## Exercise text

────────────────────────────────────────

Background: The oral microbiome comprises distinct microbial communities that colonize diverse ecological niches across the oral cavity, the composition of which are influenced by nutrient and substrate availability, host genetics, diet, behavior, age, and other diverse host and environmental factors. Unlike other densely populated human-associated microbial ecosystems (e.g., gut, urogenital), the oral microbiome is regularly and directly exposed to the external environment and is therefore likely less stable over time. Cross sectional studies of the oral microbiome capture a glimpse of this temporal dynamism, yet a full appreciation of the relative stability, robusticity, and spatial structure of the oral environment is necessary to understand the role of microbial communities in promoting health or disease.

Results: Here we investigate the spatial and temporal stability of the oral microbiome over three sampling time points in the context of HIV infection and exposure. Individual teeth were sampled from a cohort of 565 Nigerian children with varying levels of tooth decay severity (i.e., caries disease). We collected 1,960 supragingival plaque samples and characterized the oral microbiome using a metataxonomic approach targeting an approximately 478 bp region of the bacterial rpoC gene. We found that both infection and exposure to HIV have significant effects on the stability of the supragingival plaque microbiome at both the spatial and temporal scale. Specifically, we detect (1) significantly lower taxonomic turnover of the oral community among exposed and infected children compared to unexposed children, (2) we find that HIV infection homogenizes the oral community across the anterior and posterior dentition, and (3) that impaired immunity (i.e., low CD4 count) and low taxonomic turnover over time in children living with HIV is associated with higher frequency of cariogenic taxa including Streptococcus mutans.

────────────────────────────────────────

## Entries provided
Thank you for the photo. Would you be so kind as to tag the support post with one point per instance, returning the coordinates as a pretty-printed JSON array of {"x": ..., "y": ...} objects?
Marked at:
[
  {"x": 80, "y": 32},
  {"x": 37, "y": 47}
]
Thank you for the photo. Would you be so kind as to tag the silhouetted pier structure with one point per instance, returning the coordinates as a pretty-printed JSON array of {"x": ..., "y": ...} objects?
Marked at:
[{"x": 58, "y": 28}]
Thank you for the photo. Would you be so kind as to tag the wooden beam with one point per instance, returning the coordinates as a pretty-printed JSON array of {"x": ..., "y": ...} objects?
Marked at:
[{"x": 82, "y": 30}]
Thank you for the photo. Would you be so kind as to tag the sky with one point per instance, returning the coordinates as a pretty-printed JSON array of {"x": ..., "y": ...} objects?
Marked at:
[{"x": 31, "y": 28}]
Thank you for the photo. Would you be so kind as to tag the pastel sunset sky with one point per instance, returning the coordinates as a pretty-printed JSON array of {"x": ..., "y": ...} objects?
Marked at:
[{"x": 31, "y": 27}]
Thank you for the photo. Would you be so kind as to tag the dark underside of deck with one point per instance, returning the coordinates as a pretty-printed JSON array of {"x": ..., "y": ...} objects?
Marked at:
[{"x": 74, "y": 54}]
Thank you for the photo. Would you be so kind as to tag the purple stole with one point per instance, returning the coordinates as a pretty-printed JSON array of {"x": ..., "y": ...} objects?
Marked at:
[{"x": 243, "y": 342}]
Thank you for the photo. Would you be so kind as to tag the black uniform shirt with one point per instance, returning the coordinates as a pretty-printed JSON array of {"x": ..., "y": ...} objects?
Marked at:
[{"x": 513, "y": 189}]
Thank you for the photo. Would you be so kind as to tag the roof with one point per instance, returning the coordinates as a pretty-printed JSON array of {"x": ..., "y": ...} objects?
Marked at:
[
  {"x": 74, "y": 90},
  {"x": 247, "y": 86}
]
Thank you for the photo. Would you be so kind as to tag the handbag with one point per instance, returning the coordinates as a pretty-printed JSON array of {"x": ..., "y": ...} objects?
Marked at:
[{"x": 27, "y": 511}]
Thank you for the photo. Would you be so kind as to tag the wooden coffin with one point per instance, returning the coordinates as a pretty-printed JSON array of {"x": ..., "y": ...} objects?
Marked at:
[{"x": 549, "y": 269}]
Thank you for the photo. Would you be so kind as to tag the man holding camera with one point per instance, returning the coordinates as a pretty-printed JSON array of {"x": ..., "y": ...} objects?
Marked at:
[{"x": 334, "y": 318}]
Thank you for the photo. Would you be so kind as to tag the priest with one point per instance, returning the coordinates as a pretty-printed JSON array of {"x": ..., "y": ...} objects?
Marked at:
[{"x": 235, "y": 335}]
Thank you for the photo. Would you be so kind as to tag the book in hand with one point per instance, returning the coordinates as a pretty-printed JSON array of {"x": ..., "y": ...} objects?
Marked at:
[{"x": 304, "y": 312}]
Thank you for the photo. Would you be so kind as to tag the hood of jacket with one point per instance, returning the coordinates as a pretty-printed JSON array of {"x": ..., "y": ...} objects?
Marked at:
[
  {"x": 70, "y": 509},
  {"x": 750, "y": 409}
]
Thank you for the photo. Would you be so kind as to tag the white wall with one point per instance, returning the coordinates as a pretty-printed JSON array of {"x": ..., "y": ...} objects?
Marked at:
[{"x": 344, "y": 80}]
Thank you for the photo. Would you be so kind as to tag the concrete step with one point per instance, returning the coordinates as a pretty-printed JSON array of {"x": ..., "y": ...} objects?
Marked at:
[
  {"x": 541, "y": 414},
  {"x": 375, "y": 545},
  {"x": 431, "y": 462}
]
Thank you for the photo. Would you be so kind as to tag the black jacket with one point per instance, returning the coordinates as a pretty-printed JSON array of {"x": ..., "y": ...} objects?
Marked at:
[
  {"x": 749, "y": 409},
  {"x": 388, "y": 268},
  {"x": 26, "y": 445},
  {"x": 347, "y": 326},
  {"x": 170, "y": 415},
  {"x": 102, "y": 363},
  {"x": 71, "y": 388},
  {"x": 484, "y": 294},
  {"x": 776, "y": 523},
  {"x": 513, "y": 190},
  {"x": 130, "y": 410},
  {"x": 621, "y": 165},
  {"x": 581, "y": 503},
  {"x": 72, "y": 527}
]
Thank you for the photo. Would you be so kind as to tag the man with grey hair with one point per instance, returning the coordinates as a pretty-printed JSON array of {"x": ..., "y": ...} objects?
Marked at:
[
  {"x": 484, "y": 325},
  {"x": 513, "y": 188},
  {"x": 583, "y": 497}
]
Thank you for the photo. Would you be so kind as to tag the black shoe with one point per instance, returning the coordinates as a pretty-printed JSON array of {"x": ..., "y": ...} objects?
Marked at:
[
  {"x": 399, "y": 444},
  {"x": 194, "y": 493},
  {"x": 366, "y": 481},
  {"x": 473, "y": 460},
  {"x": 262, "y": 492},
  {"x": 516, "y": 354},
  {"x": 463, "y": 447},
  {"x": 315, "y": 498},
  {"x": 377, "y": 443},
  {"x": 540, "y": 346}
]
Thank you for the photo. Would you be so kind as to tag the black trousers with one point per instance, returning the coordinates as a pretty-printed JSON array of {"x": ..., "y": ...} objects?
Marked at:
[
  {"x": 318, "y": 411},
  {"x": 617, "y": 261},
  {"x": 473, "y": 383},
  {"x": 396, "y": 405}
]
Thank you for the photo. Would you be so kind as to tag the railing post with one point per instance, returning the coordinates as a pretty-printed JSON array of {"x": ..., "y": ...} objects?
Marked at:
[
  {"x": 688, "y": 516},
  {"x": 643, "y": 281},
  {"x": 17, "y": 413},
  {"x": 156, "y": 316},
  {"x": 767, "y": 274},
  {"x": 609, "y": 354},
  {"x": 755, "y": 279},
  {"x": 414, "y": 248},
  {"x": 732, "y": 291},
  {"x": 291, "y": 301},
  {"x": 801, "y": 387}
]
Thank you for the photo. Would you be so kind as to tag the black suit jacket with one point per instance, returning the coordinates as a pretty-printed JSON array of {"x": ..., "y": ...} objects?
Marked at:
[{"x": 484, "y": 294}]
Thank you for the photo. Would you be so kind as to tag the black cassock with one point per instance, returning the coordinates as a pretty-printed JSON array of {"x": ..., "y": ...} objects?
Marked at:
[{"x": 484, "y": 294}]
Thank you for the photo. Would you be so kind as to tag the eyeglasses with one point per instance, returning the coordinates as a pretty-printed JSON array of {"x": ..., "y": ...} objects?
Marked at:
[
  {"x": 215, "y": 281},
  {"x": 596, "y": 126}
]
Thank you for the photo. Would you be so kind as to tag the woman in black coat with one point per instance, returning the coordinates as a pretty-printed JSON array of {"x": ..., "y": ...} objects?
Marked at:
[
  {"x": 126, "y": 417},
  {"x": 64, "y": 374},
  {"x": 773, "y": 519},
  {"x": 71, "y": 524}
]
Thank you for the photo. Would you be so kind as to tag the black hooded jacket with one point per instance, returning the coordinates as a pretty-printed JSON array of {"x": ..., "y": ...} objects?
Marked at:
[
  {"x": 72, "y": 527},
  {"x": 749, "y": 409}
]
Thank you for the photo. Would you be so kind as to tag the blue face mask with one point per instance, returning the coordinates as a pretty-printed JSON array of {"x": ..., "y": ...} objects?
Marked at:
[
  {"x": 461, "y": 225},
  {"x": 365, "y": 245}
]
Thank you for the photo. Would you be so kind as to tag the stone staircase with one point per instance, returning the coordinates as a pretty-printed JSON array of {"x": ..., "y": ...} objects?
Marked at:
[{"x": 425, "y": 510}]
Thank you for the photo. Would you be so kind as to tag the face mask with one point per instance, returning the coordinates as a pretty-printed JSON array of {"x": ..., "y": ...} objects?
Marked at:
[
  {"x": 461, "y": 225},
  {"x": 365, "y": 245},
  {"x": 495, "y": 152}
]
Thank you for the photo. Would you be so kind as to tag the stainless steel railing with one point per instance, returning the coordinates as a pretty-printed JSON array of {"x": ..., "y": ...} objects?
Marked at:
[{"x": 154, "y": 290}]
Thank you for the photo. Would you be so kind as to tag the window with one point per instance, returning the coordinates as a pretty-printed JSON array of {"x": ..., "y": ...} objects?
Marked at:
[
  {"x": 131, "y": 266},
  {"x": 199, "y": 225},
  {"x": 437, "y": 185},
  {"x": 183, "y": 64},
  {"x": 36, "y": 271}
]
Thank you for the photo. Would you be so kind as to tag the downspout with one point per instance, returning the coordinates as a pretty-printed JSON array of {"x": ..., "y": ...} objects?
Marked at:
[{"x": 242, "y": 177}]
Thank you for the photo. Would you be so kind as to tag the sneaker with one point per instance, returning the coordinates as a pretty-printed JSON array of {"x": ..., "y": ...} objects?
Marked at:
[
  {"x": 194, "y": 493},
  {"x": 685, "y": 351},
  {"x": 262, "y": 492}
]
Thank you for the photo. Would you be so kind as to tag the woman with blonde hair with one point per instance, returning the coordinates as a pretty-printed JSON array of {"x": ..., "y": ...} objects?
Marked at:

────────────────────────────────────────

## Instructions
A. Condense the paragraph of the oral microbiome abstract that begins "Results: Here we investigate" into a short bulleted list, keeping its main facts.
B. Write the next part of the oral microbiome abstract, picking up after its Results paragraph.
The rows were taken from a separate source.

## Responses per task
A.
- Aim: spatial and temporal stability of the oral microbiome across three sampling time points, in relation to HIV infection and exposure
- Cohort: 565 Nigerian children with varying caries severity; individual teeth sampled
- Samples: 1,960 supragingival plaque samples, profiled by a metataxonomic approach targeting about 478 bp of the bacterial rpoC gene
- Main finding: HIV infection and exposure both significantly affect plaque microbiome stability at spatial and temporal scales
  - Exposed and infected children show significantly lower taxonomic turnover than unexposed children
  - HIV infection homogenizes the community across anterior and posterior teeth
  - In children living with HIV, low CD4 count and low turnover over time are associated with more cariogenic taxa, including Streptococcus mutans

B.
Conclusions: Our results document substantial community fluctuations over time in children unexposed to HIV independent of oral health status. This suggests that the oral community, under typical conditions, rapidly adapts to environmental perturbations to maintain homeostasis and that long-term taxonomic rigidity is a signal of community dysfunction, potentially leading to a higher incidence of oral disease including caries.

Keywords: CD4 count; HIV; caries disease; longitudinal analysis; oral microbiome.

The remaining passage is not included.